* What you need to do *
Can you arrange the lines of the records below, starting at the line containing "the man wearing" and ending at the line containing "<point>306,543</point>", as a Markdown table with the columns Row and Line, leaving out blank lines?

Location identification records
————
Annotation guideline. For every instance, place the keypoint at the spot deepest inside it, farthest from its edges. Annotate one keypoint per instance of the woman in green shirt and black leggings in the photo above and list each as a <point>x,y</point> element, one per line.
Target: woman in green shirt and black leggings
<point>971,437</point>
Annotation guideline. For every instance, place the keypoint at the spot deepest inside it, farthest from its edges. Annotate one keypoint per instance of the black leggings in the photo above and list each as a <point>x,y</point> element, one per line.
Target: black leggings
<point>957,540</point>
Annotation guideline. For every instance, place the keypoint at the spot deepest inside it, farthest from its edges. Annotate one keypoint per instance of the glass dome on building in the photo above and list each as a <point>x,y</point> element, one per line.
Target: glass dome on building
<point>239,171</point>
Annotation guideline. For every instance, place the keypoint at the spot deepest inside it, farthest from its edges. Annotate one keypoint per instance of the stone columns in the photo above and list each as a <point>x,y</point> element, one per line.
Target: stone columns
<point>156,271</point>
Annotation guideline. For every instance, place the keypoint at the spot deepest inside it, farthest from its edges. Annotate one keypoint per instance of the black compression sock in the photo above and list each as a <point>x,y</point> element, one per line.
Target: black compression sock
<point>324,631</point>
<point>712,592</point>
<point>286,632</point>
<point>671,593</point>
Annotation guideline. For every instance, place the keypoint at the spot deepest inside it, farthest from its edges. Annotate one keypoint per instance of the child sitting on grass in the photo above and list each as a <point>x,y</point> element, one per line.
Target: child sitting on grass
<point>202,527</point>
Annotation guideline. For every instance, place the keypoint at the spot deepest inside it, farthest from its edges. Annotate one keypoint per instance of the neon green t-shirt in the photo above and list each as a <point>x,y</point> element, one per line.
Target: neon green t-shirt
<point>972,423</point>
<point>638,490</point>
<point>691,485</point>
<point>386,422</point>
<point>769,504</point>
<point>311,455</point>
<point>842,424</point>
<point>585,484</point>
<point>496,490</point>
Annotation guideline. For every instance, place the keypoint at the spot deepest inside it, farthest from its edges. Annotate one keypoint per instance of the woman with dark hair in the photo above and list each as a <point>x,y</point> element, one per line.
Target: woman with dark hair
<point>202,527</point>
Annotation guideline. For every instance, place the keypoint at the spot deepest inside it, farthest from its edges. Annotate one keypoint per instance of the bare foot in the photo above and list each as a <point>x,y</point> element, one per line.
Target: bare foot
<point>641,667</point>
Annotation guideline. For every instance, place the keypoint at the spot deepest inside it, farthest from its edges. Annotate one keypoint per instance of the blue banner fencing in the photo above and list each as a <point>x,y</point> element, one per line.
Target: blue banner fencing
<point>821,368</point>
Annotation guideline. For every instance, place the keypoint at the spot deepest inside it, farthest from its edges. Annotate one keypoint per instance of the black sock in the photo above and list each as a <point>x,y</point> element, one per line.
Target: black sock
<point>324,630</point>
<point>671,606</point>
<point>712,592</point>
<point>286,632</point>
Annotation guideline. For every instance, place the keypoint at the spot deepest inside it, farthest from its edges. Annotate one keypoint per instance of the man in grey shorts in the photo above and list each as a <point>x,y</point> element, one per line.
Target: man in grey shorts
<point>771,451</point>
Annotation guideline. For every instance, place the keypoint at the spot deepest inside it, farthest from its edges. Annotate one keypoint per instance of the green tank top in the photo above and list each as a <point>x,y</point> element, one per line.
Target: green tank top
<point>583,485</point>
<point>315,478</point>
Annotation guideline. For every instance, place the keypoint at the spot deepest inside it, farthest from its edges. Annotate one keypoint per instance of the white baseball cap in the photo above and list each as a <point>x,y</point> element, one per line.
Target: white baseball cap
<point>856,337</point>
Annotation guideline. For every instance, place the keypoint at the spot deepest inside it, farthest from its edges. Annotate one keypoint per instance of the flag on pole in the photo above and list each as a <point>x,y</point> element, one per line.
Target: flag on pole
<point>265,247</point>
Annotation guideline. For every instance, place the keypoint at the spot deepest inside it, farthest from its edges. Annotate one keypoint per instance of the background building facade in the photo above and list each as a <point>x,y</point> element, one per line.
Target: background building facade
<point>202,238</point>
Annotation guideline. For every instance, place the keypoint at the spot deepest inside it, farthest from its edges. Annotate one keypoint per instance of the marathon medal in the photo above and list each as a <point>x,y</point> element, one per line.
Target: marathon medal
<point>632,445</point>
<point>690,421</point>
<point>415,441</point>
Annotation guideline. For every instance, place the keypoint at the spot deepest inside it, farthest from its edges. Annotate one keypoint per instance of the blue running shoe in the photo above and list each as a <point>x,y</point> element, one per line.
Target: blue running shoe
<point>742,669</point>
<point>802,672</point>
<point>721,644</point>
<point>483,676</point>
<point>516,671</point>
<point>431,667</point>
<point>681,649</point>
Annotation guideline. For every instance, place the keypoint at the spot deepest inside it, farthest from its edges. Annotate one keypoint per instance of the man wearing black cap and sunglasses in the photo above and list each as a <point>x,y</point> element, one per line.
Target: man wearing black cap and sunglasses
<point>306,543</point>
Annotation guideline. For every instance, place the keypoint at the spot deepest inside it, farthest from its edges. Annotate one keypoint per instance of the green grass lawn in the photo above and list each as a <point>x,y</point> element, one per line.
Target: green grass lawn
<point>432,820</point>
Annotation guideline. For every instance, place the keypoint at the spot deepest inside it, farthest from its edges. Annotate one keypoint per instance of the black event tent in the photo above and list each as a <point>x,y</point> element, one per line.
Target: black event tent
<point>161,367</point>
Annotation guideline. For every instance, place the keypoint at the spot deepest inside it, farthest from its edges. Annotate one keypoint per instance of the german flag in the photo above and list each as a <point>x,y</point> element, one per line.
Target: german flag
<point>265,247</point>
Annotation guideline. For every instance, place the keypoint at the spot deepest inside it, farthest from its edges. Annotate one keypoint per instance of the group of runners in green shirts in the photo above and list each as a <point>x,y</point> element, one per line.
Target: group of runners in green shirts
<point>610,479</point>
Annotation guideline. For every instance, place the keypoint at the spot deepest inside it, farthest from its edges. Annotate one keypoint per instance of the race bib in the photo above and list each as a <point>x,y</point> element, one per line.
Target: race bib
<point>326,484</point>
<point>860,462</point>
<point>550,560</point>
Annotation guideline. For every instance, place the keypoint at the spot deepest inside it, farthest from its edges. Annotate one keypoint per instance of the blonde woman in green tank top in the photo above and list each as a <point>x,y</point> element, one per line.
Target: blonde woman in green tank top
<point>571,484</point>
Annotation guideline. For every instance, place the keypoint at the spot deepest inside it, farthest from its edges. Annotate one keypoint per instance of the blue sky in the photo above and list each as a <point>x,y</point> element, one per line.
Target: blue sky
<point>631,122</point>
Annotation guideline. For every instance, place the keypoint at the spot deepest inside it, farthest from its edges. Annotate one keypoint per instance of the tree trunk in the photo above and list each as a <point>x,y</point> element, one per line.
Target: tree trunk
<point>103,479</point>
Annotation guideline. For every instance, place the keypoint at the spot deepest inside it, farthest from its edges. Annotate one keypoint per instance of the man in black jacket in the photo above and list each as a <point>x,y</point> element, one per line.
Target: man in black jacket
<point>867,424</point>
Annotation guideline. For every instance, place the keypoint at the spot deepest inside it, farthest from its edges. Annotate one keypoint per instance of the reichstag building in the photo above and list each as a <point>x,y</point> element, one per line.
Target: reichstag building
————
* Task result *
| Row | Line |
|---|---|
| 1 | Annotation guideline. For every instance, place the keypoint at the spot deepest inside it, farthest from its edges. Annotate one keypoint per instance of the man wearing black cap and sunglasses in the photo above and list each as a <point>x,y</point> element, one per line. |
| 2 | Target: man wearing black cap and sunglasses |
| 3 | <point>306,543</point> |